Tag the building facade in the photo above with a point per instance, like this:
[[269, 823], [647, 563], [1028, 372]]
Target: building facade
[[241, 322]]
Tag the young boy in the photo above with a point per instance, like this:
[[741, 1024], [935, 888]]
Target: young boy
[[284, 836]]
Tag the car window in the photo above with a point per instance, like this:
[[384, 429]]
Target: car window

--

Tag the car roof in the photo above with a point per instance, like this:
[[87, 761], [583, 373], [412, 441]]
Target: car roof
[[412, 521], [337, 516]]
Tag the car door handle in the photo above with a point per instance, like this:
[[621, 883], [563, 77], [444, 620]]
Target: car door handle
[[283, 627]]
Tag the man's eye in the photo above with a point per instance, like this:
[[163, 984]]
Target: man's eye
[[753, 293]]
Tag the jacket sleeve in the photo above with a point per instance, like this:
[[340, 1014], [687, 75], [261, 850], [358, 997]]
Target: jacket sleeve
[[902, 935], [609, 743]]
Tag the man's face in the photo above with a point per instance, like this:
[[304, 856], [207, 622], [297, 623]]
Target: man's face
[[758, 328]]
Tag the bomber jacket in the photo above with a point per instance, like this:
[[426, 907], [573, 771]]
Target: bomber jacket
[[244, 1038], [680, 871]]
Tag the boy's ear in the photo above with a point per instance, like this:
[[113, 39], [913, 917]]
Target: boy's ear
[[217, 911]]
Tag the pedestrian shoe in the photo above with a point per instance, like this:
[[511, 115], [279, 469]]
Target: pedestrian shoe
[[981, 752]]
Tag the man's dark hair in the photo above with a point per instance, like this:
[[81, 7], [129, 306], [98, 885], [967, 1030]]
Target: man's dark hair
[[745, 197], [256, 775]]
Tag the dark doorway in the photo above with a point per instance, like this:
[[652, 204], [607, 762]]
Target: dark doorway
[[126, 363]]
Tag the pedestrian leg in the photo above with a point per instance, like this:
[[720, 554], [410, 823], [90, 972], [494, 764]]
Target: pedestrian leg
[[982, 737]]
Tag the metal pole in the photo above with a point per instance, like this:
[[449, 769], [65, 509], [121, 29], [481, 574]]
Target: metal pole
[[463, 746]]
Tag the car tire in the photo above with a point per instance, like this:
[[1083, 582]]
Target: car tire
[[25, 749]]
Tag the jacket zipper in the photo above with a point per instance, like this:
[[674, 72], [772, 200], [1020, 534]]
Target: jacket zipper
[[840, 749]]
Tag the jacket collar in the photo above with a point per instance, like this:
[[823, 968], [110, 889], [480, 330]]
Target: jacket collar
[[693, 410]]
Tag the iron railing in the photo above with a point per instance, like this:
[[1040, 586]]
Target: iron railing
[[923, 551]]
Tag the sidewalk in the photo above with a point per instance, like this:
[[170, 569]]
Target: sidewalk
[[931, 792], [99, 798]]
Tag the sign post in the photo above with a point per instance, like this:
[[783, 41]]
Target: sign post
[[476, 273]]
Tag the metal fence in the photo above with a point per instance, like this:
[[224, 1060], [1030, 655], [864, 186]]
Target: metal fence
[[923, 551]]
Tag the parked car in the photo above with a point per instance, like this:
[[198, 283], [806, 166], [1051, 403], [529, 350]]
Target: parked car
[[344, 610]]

#### [Task description]
After locating the line holding "[[163, 984]]" above, output exactly that line and every line after it through the line holding "[[426, 907], [573, 771]]". Include nothing else.

#### [Written reply]
[[163, 984]]
Target: man's eye
[[753, 293]]
Tag the jacket sleeve in the photo above with a point per instance, like this:
[[340, 1014], [687, 75], [261, 850], [358, 997]]
Target: jacket sleeve
[[902, 935], [609, 743]]
Tag the man's face in the photo above with a point per instance, like this:
[[304, 856], [207, 622], [297, 623]]
Target: man's face
[[758, 328]]
Tag the bomber jacket in the photo above with a point per instance, like this:
[[426, 907], [573, 771]]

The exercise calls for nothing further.